### Written exercise A
From the listing, copy verbatim the lines from the one containing "tag: <item>orange puffer jacket</item>" up to and including the one containing "155 43 L 114".

### Article
That is, a leading end portion 21a of each of the suction valves 21 is disposed radially
inside a base end portion 21b (the leading end portion 21a is disposed so as to be
closer to the center of the suction valve seat 22 than the base end portion 21b).
[0037] Each of the suction valves 21 is formed as a cantilevered reed valve, and as shown
in Fig. 3, too, the leading end portion 21a is made to serve as a seat portion which
is seated on a valve seat 26 formed around the suction port 20 in the valve plate
3.
[0038] Through holes which avoid interference with the cylinder bores 12 are circumferentially
formed at predetermined spaced intervals so as to correspond to the number of cylinder
bores 12, and through holes through which to insert the fastening bolts, through holes
through which to insert the positioning pins, and the like, are formed, in the gasket
23 interposed between the suction valve seat 22 and the cylinder block 2.
[0039] The discharge valve seat 32, being superimposed on and attached to the cylinder head
side end surface of the valve plate 3 shown in Fig 4(a), is configured having an aggregation
of the plurality of discharge valves 31 which open and close the respective discharge
ports 30, as shown in Fig. 4(b). The discharge valves 31 are circumferentially formed
at predetermined spaced intervals so as to correspond to the number of cylinder bores
12. Also, through holes 35 which avoid interference with the suction ports 20, not-shown
through holes through which to insert the positioning pins, and the like, are formed
in the discharge valve seat 32.
[0040] Each of the discharge valves 31, being configured of a partial portion of the discharge
valve seat 32, is integrally radially extended from the seat central portion. That
is, a leading end portion 31a of each of the discharge valves 31 is disposed radially
outside a base end portion 31b (the leading end portion 31a is disposed so as to be
farther away from the center of the discharge valve seat 32 than the base end portion
31b) .

### Written exercise B
Condense the paragraph of the valve description that begins "The discharge valve seat 32, being superimposed" into a short bulleted list that keeps its main facts.

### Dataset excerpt

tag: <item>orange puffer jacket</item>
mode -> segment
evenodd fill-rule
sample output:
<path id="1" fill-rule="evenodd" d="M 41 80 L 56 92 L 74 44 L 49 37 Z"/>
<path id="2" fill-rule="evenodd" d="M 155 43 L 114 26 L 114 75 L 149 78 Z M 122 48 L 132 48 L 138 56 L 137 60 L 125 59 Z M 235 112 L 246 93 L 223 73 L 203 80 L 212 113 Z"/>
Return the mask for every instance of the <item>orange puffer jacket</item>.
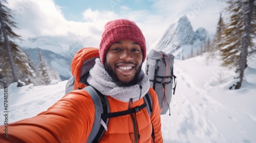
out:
--
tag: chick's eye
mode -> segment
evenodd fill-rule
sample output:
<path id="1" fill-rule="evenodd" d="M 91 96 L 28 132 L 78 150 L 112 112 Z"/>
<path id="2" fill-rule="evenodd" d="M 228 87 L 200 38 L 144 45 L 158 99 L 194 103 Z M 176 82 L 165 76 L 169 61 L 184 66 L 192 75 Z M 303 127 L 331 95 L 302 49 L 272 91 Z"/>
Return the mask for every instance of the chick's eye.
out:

### Correct answer A
tag: <item>orange puffer jacket</item>
mode -> segment
evenodd fill-rule
sample output:
<path id="1" fill-rule="evenodd" d="M 41 80 L 56 92 L 74 44 L 49 37 Z"/>
<path id="2" fill-rule="evenodd" d="M 155 43 L 114 26 L 114 75 L 149 78 Z M 122 48 L 132 48 L 138 56 L 137 60 L 125 59 Z M 235 112 L 246 93 L 223 73 L 203 80 L 212 113 Z"/>

### Correct answer B
- The discharge valve seat 32 is superimposed on and attached to the cylinder head side end surface of the valve plate 3 (Fig. 4(a)).
- It consists of an aggregation of discharge valves 31 that open and close the respective discharge ports 30 (Fig. 4(b)).
- The discharge valves 31 are spaced at predetermined intervals around the circumference, matching the number of cylinder bores 12.
- The seat also has through holes 35 that avoid interference with the suction ports 20, along with not-shown through holes for the positioning pins and the like.